**Source material**

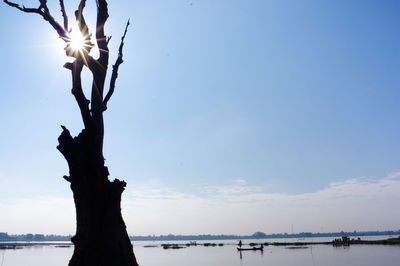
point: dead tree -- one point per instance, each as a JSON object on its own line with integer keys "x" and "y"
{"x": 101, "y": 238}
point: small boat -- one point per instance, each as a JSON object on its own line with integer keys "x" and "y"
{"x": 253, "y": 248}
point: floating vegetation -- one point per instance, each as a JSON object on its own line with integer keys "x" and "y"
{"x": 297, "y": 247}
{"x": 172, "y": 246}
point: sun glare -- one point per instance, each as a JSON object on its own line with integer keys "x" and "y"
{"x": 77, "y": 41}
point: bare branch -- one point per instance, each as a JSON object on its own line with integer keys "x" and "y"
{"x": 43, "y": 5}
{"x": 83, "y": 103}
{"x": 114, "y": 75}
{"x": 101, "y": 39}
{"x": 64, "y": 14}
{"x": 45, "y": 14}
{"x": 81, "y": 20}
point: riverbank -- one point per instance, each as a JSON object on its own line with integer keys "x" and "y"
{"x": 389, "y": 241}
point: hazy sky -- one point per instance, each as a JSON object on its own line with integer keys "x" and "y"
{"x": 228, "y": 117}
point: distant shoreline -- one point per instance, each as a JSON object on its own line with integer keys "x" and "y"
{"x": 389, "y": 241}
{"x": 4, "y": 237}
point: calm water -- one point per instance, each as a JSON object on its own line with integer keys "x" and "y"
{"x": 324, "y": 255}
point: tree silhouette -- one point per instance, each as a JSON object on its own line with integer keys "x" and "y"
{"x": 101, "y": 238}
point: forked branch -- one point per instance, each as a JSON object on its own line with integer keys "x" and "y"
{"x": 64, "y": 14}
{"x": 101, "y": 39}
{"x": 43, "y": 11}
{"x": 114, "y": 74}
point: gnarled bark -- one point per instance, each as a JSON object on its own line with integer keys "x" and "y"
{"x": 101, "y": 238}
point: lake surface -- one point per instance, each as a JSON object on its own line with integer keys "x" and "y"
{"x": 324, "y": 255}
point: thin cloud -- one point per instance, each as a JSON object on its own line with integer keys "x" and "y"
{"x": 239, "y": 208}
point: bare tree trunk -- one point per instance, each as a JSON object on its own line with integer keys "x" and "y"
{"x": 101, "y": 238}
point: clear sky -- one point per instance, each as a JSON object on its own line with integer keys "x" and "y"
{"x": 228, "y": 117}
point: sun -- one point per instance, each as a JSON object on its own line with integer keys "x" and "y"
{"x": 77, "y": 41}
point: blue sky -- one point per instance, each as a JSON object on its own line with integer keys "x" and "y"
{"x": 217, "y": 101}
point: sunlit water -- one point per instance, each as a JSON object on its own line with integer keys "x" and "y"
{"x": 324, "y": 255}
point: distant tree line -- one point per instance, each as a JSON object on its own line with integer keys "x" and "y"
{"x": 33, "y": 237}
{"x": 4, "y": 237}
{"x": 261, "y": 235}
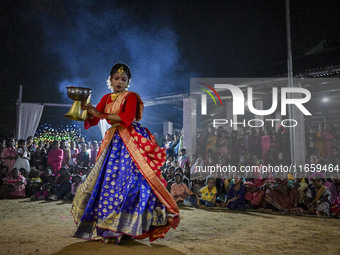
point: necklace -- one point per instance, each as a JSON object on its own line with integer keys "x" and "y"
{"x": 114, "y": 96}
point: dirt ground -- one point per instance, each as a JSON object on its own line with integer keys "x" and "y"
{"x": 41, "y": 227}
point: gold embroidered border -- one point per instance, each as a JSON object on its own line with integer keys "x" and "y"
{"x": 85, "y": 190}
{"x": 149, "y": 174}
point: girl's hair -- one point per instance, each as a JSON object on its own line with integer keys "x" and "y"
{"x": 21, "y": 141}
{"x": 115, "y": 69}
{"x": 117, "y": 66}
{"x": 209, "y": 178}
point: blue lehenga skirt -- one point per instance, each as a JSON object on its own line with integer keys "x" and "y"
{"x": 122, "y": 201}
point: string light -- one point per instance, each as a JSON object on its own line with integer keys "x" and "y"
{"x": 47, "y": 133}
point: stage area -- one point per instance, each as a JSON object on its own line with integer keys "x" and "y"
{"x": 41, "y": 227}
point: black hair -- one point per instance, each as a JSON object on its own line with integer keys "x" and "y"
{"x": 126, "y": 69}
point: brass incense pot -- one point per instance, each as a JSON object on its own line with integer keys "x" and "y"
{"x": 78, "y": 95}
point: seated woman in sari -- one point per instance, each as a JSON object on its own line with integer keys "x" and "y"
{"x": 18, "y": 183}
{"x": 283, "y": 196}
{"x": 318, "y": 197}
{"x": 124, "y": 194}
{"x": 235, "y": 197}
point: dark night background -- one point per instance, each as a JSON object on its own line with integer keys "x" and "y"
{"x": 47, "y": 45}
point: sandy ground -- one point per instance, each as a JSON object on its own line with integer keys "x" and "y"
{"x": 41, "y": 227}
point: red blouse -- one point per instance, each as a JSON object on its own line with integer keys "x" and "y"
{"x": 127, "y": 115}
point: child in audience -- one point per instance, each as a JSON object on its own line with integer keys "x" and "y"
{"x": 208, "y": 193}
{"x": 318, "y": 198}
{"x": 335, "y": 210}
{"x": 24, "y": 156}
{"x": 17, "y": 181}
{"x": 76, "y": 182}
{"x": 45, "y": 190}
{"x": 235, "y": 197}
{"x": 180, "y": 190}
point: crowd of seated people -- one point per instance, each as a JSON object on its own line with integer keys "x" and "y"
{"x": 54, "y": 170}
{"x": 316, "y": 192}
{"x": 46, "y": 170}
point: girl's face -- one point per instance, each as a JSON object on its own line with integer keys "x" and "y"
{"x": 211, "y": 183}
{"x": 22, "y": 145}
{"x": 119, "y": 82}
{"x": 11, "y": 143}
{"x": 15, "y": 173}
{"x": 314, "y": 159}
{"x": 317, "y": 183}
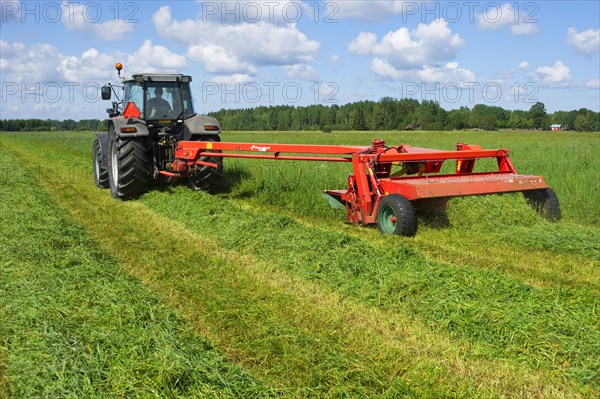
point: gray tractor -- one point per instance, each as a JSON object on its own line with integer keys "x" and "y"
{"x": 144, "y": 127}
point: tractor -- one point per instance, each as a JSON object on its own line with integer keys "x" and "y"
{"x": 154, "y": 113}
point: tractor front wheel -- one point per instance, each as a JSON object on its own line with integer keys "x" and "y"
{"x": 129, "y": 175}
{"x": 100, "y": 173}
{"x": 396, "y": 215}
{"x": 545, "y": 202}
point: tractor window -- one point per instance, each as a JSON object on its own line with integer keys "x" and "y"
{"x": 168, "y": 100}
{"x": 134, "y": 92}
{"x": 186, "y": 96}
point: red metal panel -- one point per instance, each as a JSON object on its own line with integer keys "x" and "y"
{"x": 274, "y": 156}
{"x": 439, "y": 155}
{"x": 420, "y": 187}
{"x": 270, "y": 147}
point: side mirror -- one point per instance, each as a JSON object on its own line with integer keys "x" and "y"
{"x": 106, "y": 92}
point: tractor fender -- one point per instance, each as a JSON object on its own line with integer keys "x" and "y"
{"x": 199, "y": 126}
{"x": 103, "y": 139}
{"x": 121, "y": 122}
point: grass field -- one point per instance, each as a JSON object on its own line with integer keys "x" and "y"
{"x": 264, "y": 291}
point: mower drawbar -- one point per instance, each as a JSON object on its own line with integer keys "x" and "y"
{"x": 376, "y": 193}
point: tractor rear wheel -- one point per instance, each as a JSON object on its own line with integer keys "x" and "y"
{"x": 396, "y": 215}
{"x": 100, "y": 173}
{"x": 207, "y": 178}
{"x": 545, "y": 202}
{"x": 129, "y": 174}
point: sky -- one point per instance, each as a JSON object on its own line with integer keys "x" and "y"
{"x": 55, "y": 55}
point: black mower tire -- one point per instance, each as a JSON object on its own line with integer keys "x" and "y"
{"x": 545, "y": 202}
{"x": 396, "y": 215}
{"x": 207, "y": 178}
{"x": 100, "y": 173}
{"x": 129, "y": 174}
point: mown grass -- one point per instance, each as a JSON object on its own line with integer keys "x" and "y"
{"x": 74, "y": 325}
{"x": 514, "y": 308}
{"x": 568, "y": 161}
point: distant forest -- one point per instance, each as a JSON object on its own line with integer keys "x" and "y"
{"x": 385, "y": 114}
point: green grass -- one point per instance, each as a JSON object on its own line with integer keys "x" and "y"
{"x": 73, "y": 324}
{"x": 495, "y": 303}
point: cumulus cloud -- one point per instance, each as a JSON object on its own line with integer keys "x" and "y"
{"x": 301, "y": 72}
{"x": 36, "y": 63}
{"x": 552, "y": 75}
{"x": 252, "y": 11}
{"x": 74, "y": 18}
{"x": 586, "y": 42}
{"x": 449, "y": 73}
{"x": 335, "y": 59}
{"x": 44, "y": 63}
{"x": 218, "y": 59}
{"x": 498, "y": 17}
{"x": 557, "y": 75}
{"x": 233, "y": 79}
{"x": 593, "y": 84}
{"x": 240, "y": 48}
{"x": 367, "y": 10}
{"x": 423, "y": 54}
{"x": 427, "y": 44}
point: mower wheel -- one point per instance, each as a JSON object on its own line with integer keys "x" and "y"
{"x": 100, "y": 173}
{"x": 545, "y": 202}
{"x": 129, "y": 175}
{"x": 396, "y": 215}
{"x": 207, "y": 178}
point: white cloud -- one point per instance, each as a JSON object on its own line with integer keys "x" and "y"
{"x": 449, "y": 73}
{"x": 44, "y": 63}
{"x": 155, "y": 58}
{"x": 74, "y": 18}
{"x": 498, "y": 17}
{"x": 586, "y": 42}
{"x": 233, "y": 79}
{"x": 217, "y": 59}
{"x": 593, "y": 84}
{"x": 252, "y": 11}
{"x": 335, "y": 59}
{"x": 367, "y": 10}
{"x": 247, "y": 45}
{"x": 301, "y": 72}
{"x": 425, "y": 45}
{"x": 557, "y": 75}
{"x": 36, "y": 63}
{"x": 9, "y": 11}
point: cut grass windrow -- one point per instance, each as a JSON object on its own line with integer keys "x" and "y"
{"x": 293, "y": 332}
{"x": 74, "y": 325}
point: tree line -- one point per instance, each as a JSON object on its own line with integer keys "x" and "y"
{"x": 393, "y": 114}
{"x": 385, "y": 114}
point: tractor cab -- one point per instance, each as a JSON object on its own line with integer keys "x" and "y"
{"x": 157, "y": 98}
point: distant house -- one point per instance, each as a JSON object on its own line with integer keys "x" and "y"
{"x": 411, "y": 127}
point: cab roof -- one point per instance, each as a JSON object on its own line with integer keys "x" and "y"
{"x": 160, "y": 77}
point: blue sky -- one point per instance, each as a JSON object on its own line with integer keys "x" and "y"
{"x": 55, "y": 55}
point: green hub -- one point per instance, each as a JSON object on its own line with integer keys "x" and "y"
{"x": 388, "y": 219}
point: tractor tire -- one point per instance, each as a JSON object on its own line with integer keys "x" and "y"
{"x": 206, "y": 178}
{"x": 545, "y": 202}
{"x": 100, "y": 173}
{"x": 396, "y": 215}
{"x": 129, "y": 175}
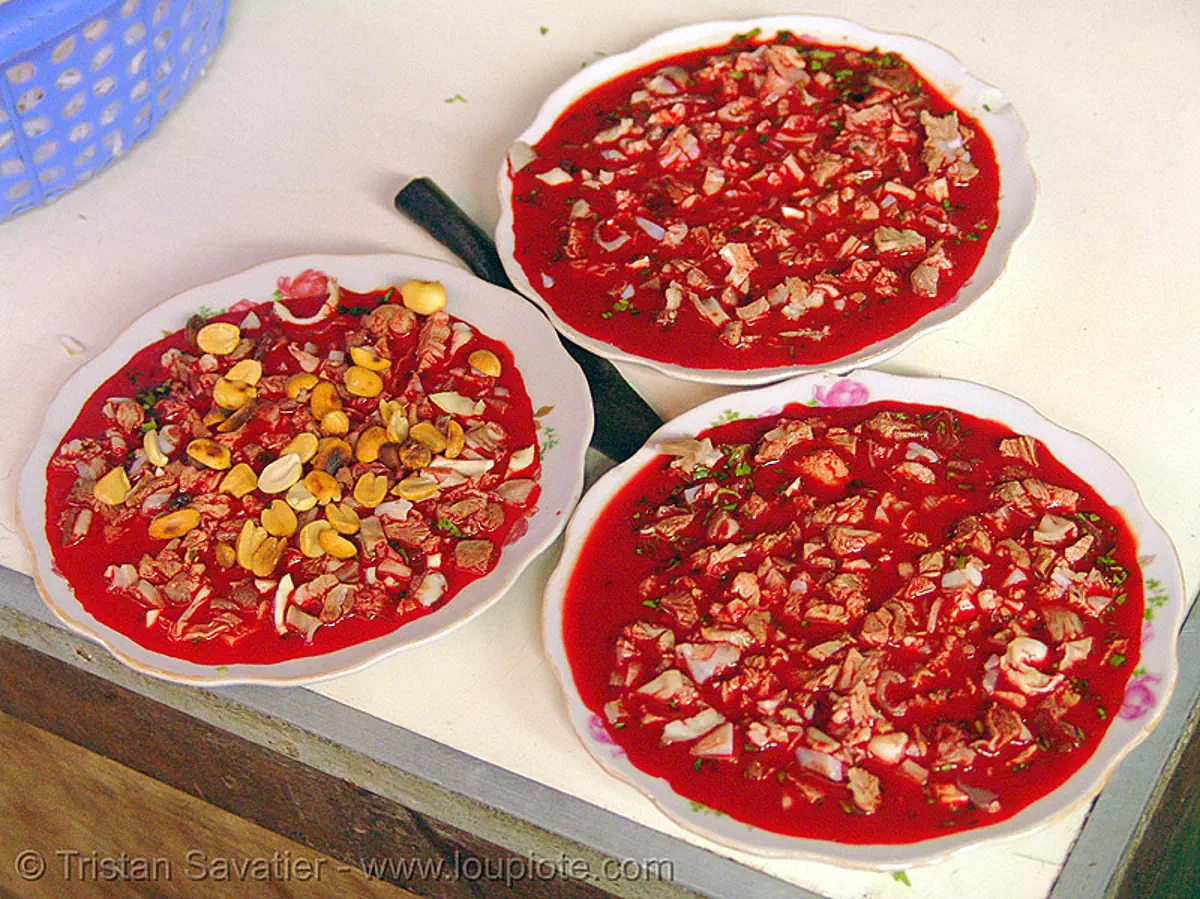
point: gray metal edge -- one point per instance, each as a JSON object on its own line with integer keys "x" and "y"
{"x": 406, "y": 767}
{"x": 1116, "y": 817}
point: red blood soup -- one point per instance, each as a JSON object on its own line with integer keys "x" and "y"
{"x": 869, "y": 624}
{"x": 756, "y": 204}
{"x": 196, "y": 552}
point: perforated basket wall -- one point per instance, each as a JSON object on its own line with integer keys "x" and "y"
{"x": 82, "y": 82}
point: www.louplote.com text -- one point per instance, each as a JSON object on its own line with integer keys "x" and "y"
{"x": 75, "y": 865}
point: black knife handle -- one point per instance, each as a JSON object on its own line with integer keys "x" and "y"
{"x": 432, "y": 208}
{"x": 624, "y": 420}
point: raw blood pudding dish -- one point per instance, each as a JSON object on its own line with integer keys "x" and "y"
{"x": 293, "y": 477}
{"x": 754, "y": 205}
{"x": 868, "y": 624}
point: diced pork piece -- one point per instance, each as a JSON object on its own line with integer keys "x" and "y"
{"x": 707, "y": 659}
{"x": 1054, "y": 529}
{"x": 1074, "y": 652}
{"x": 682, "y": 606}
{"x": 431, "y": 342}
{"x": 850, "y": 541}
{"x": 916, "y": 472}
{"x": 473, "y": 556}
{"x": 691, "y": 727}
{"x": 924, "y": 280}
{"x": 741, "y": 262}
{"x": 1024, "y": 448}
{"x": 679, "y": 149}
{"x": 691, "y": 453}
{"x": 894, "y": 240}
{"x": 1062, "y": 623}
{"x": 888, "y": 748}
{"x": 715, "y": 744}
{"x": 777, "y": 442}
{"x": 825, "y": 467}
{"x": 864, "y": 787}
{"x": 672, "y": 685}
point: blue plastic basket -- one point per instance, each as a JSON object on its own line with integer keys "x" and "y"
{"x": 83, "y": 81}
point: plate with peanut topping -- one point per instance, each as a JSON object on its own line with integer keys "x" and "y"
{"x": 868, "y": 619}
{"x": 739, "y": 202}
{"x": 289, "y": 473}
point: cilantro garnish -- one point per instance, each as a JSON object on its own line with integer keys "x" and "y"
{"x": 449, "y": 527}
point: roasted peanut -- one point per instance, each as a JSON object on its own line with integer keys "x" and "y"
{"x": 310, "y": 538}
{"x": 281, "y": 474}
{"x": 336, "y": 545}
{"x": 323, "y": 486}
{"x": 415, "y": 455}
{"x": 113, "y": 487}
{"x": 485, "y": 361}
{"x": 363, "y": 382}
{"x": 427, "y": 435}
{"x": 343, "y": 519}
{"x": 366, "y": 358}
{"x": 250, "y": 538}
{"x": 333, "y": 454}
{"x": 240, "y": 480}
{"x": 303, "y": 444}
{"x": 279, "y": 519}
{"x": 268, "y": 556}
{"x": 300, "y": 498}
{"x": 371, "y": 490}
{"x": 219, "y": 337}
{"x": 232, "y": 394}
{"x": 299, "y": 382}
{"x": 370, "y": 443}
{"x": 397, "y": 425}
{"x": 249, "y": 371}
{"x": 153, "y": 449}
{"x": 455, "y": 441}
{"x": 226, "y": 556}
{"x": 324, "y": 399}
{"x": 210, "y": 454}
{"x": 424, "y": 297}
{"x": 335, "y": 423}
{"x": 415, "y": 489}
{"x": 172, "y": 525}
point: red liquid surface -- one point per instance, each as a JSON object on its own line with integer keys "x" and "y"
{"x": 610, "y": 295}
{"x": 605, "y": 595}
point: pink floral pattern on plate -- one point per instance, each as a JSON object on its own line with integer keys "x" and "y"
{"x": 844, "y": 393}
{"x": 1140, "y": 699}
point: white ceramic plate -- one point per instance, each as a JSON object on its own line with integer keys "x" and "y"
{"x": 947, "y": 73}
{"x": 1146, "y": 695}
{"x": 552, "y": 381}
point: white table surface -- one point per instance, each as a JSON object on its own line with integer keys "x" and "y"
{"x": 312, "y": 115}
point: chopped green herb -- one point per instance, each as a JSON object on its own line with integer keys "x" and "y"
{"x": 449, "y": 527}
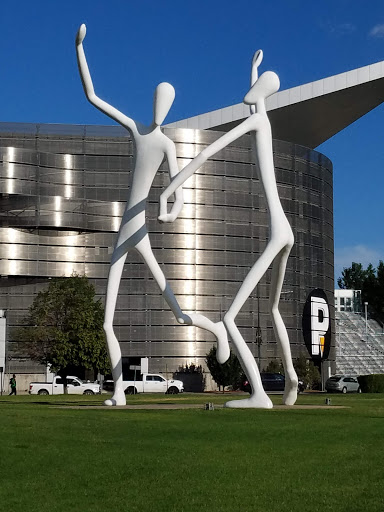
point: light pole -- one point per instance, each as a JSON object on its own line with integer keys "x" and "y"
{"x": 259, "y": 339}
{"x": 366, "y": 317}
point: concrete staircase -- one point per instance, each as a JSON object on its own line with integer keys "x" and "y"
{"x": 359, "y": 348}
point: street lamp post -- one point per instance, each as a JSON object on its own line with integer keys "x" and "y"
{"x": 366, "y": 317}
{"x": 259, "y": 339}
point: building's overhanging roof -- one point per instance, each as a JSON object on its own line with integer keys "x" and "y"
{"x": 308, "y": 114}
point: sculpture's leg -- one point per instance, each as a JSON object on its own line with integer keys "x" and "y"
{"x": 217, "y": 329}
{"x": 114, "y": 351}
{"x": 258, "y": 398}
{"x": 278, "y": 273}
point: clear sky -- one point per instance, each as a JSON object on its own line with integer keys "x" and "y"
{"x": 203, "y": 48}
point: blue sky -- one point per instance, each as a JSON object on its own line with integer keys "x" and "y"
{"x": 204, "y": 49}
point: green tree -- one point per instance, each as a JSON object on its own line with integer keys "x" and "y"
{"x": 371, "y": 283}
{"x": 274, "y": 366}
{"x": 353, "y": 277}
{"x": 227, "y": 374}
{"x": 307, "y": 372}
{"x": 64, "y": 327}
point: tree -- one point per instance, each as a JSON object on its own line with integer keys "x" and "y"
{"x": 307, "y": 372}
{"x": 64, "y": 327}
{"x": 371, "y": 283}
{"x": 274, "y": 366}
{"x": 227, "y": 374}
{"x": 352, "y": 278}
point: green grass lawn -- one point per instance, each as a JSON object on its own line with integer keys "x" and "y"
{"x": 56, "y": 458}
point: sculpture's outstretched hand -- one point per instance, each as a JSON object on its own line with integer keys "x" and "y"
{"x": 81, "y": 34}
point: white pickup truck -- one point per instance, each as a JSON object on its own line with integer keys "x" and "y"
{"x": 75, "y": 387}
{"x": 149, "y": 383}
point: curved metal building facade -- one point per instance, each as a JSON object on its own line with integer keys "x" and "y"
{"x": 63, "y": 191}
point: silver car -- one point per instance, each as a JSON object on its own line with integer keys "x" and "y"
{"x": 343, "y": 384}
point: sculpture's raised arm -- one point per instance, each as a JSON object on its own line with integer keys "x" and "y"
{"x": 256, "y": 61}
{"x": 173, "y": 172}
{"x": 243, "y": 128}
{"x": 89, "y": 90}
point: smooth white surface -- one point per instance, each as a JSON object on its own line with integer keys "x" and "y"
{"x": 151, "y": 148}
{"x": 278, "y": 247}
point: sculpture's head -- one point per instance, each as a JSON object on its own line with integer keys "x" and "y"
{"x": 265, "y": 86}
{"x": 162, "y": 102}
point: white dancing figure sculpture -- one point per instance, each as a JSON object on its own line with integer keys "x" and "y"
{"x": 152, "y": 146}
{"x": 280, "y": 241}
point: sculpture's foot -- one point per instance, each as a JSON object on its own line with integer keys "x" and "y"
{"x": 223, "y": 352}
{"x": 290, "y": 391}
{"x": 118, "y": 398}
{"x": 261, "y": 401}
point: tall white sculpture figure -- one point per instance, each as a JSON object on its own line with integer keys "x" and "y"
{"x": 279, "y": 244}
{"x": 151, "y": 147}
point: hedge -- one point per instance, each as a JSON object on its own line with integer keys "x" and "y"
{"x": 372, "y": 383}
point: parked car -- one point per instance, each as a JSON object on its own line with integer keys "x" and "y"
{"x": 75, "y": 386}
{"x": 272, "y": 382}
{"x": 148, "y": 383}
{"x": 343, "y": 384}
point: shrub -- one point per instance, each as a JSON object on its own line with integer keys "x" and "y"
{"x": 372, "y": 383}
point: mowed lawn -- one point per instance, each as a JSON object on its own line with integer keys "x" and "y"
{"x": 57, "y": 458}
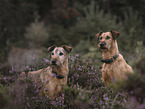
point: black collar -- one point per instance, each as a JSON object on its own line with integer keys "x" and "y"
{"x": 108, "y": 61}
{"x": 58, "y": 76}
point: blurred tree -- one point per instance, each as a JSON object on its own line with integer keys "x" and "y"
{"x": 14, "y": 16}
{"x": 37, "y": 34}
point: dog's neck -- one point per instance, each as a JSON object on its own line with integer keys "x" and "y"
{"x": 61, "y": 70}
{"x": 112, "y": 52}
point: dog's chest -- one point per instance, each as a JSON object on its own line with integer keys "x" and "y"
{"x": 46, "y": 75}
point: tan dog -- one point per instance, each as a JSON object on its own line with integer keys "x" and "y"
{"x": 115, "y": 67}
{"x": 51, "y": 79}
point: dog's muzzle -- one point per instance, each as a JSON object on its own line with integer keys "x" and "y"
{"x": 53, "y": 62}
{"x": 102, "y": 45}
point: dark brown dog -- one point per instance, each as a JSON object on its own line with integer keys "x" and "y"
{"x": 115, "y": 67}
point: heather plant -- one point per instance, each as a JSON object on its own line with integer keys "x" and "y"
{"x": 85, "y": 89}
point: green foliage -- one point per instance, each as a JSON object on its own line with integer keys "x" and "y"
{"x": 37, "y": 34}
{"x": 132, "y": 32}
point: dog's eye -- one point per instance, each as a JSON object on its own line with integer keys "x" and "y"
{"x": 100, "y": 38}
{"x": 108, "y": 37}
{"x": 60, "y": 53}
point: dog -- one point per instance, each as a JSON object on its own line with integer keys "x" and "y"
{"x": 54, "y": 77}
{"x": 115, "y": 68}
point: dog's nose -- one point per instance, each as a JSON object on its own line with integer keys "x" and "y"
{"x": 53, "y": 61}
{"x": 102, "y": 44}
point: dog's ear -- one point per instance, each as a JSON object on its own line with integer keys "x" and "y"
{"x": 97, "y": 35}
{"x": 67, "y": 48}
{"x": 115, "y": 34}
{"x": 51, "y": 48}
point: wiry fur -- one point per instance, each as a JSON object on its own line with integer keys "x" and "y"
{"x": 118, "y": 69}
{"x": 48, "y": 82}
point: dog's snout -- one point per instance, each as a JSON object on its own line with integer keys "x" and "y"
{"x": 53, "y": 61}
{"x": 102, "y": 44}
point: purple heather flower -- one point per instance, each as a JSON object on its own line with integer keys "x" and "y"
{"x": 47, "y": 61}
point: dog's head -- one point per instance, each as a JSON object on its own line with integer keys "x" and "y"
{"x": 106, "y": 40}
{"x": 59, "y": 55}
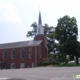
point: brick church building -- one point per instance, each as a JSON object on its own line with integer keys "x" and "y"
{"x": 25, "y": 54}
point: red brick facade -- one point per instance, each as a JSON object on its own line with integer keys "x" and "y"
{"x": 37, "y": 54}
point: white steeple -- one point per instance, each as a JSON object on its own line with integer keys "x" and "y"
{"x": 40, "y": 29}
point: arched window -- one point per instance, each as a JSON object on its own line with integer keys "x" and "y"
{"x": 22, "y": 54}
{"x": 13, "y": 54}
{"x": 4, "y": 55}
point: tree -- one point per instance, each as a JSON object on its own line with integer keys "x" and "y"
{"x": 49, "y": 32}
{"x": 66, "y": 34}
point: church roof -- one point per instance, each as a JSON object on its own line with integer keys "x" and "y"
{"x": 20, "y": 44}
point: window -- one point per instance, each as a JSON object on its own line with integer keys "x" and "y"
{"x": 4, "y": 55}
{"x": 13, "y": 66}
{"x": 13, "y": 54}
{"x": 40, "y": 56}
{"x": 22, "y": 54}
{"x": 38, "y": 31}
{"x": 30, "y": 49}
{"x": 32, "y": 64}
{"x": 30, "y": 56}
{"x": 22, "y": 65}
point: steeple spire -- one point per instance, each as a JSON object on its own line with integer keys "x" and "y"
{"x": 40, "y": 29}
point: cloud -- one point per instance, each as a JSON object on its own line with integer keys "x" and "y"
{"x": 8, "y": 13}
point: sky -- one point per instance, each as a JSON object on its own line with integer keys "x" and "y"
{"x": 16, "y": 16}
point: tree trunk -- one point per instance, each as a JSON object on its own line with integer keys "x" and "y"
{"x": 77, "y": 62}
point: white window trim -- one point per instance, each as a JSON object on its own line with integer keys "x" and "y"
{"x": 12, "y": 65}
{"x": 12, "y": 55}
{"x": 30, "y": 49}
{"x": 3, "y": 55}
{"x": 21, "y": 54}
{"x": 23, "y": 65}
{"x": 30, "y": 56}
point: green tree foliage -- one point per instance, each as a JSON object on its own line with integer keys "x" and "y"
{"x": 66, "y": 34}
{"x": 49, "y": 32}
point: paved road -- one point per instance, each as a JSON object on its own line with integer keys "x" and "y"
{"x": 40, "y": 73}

**What to work on**
Every line from the one holding "point: white steeple" through the final line of the listing must be echoed exactly; leave out all other lines.

**In response**
point: white steeple -- one point per instance, each as a JSON object on its own line with integer keys "x" and "y"
{"x": 40, "y": 29}
point: arched window -- one point per instance, each as a JSON object on its own line with integer keys "x" and "y"
{"x": 22, "y": 54}
{"x": 13, "y": 54}
{"x": 4, "y": 55}
point: tree -- one point per instance, each as a JSON object on its own line with integer keys "x" and "y"
{"x": 49, "y": 32}
{"x": 66, "y": 34}
point: church roof -- one point per instance, each as a JSON object on its own line with integer keys "x" and "y"
{"x": 20, "y": 44}
point: window -- one point per instance, each as a JSON object on its own line with integer keys "x" and "y"
{"x": 4, "y": 55}
{"x": 13, "y": 66}
{"x": 13, "y": 54}
{"x": 40, "y": 56}
{"x": 22, "y": 54}
{"x": 38, "y": 31}
{"x": 30, "y": 49}
{"x": 32, "y": 64}
{"x": 30, "y": 56}
{"x": 22, "y": 65}
point: steeple spire -- one point per instance, each as a JSON object on its own line with integer keys "x" and "y"
{"x": 40, "y": 29}
point: cloud -- one point per instance, each as a JSON object on its own line with integer keys "x" and "y"
{"x": 8, "y": 13}
point: sky -- one point per instance, each as a JSON object on its own line with integer keys "x" and "y"
{"x": 16, "y": 16}
point: tree trunk -- one point per instance, each as a JSON object on its own line with integer keys "x" and "y"
{"x": 77, "y": 62}
point: white window trim -- one point per instance, each as a JSON object on its own line with integer keys "x" and "y"
{"x": 12, "y": 65}
{"x": 12, "y": 55}
{"x": 30, "y": 49}
{"x": 3, "y": 55}
{"x": 21, "y": 54}
{"x": 23, "y": 65}
{"x": 30, "y": 56}
point: green tree foliage -- one point per instance, each as a JSON object on its own line with integer keys "x" and "y"
{"x": 66, "y": 34}
{"x": 49, "y": 32}
point: paved road -- one point per instance, each as a JSON object on its own line with integer keys "x" and "y"
{"x": 40, "y": 73}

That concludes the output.